▶ PASSAGE GIVEN:
● ● ●

Studio album by Moraz and Bruford
- Released: 1983
- Recorded: October 1983
- Studios: Gallery Studios, Chertsey, Surrey, England
- Genres: Jazz; progressive rock; free improvisation;
- Length: 43:23
- Label: E.G. Records CD issued by Winterfold Records
- Producers: Bill Bruford, Patrick Moraz

Moraz and Bruford chronology
|  | Music for Piano and Drums (1983) | Flags (1985) |

= Music for Piano and Drums =

Music for Piano and Drums is the first studio album by a duo consisting of Swiss keyboardist Patrick Moraz and English drummer Bill Bruford. Both were members of Yes at different times (Bruford from 1968- 1972 and Moraz from 1974-1977), and the two had played together on Yes bassist Chris Squire's solo album Fish Out of Water in 1975.

The album was recorded while Moraz was in The Moody Blues and Bruford was in King Crimson. As the album title suggests, the album features eight instrumentals performed on grand piano and acoustic drum kit (Bruford was known for playing electric drums at this time). After touring briefly to support the album, Moraz & Bruford recorded a second album two years later, Flags.

● ● ●

▶ DATA FOR THIS TASK:
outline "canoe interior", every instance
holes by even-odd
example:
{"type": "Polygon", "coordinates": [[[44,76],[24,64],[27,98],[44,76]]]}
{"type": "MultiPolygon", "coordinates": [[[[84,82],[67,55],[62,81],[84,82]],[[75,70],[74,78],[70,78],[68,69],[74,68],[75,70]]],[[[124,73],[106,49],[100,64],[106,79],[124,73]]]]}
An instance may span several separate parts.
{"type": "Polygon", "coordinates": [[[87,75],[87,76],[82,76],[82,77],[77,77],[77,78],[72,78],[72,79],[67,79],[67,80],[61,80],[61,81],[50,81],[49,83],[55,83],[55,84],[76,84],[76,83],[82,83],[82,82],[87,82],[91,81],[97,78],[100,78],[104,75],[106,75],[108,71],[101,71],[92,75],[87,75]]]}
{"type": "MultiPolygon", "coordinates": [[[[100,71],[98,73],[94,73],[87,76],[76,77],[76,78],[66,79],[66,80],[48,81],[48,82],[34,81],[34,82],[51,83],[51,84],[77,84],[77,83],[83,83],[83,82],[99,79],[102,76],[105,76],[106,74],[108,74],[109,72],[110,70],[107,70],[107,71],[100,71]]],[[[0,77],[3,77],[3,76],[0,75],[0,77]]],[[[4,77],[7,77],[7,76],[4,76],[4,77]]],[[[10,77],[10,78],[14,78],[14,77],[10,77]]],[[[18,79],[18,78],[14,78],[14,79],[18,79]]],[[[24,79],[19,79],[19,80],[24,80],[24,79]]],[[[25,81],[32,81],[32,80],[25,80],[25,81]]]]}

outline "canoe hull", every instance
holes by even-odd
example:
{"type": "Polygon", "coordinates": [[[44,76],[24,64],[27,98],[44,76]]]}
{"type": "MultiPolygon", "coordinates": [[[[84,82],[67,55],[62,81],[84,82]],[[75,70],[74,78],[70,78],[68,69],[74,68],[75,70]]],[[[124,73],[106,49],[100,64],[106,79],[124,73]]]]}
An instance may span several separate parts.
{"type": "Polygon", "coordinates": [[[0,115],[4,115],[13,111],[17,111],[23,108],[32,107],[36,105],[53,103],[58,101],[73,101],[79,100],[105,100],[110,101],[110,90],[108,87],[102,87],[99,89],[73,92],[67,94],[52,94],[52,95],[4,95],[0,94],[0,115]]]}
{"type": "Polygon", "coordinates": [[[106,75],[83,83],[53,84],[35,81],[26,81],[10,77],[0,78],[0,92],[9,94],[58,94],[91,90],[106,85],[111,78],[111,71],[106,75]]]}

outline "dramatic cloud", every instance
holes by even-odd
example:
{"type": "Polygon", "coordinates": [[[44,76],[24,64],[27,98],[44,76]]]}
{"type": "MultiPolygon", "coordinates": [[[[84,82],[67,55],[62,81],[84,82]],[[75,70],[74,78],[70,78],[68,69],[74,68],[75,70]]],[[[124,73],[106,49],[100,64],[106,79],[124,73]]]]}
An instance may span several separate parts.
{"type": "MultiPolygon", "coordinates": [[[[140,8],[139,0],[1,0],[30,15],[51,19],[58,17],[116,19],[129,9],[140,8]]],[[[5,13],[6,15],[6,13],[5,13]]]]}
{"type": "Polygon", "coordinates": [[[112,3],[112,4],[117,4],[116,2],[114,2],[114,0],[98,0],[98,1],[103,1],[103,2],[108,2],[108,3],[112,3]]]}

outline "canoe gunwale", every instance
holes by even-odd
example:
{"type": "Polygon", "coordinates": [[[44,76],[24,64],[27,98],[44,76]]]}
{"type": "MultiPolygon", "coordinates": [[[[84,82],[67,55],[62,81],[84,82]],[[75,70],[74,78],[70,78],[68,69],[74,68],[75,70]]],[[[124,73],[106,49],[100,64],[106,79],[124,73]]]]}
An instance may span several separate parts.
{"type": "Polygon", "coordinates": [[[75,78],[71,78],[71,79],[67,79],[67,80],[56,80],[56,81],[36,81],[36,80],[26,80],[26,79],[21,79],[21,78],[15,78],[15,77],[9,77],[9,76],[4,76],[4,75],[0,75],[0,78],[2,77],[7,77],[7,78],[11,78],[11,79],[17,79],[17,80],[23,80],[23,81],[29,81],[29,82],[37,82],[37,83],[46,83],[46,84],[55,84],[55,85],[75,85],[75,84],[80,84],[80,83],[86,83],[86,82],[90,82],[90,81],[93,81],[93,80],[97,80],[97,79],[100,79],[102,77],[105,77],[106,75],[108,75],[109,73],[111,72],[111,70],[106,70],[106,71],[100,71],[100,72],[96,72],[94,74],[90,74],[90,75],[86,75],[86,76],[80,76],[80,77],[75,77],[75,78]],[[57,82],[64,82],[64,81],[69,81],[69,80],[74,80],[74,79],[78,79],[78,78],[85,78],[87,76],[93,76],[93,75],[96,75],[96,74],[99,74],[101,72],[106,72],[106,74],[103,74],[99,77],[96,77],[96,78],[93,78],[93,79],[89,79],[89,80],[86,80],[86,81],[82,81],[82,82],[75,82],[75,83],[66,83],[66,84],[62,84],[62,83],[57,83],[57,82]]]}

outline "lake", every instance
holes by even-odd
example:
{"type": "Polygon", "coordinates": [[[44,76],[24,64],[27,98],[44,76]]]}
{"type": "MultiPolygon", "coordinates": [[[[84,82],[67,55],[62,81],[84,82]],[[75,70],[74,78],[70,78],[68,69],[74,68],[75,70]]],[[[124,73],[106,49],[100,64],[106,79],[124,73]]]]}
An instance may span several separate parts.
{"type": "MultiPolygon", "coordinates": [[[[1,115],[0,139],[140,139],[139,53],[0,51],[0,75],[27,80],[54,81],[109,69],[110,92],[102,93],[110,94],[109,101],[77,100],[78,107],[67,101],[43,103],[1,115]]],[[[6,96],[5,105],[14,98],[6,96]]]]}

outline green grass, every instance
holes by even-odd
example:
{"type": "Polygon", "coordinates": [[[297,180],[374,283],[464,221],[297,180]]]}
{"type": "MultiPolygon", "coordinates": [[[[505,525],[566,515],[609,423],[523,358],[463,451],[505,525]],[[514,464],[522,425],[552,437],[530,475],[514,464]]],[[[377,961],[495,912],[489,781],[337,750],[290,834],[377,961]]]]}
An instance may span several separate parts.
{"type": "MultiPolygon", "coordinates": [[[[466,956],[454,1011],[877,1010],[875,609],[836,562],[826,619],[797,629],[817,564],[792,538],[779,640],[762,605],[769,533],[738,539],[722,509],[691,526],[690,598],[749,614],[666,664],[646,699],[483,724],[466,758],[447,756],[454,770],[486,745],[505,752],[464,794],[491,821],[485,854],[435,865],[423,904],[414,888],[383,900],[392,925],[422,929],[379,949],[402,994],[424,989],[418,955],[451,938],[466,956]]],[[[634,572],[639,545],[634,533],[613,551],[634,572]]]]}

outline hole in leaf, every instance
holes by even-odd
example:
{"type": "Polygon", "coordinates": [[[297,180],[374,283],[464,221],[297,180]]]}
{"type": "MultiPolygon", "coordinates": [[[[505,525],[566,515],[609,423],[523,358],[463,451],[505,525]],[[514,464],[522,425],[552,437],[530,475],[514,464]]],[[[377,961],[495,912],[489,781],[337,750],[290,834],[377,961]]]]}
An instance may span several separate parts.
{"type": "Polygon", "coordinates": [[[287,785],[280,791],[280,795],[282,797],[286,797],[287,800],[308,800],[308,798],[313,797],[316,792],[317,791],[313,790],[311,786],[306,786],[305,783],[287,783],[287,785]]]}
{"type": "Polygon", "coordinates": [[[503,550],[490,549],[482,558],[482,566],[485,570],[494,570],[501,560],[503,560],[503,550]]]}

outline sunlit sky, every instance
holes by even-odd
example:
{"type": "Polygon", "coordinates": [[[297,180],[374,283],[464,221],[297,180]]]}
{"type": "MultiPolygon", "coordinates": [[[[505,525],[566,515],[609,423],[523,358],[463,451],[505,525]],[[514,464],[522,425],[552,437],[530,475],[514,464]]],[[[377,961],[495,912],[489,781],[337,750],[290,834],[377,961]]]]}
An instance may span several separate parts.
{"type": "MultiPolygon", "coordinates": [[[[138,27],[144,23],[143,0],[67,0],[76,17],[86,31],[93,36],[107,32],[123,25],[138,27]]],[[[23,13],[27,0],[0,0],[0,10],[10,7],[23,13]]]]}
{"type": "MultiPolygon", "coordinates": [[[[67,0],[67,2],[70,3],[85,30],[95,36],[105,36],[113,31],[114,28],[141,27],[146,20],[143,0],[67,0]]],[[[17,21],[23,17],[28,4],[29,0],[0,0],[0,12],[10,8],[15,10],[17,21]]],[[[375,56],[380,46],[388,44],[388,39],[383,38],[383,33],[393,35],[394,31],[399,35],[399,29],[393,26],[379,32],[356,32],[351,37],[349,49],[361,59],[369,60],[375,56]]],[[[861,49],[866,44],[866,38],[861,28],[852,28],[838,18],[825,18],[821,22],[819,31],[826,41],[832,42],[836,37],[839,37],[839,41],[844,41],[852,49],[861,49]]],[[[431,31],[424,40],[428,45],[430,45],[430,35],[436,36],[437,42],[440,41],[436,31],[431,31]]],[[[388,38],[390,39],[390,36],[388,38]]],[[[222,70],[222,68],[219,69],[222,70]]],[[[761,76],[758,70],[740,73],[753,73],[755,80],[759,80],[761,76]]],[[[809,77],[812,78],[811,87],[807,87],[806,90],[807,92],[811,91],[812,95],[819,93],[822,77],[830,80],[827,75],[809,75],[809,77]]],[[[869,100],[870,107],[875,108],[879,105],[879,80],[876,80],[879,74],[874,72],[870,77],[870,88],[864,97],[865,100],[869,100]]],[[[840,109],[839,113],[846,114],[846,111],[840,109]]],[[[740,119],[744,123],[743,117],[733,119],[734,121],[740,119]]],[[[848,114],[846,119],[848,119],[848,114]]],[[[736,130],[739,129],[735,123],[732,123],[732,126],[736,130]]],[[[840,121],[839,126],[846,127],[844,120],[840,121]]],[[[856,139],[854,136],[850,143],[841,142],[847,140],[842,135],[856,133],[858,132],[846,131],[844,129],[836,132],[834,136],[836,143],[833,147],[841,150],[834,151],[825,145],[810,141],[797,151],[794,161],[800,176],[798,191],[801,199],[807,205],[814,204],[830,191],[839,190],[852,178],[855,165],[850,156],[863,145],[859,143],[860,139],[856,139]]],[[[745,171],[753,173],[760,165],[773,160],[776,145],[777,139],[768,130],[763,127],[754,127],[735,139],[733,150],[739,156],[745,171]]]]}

● ● ●

▶ INSTRUCTIONS:
1. Decide whether each statement agrees with the album article, answering yes or no and quoting the words of the article that settle it: (a) The album was recorded at Gallery Studios in Chertsey. (b) The instrumentals on the album are played on electric drums. (c) Flags was recorded three years after this album.
2. Pick out every line of the entries that contains the string "canoe", treating uppercase and lowercase as different.
The album article and the entries have nothing to do with each other.

▶ ANSWERS FOR THE TASKS:
1.
(a) Yes: "Studios: Gallery Studios, Chertsey, Surrey, England"
(b) No: "performed on grand piano and acoustic drum kit"
(c) No: "recorded a second album two years later, Flags"

2.
outline "canoe interior", every instance
outline "canoe hull", every instance
outline "canoe gunwale", every instance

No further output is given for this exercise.